Exercise brief: Can you substitute "slice of yellow cheese" for "wedge of yellow cheese" throughout the records below, keep everything else unchanged, and leave the pictures out of your answer?
Begin
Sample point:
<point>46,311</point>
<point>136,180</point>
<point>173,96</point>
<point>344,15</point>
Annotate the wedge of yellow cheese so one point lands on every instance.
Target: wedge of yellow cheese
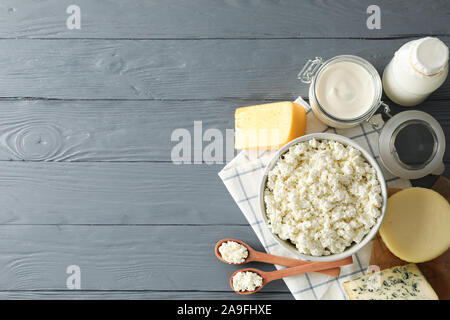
End
Final answer:
Sample point:
<point>46,311</point>
<point>136,180</point>
<point>173,96</point>
<point>344,15</point>
Annotate the slice of yellow cheese so one point lands on every instance.
Target: slice of yellow cheese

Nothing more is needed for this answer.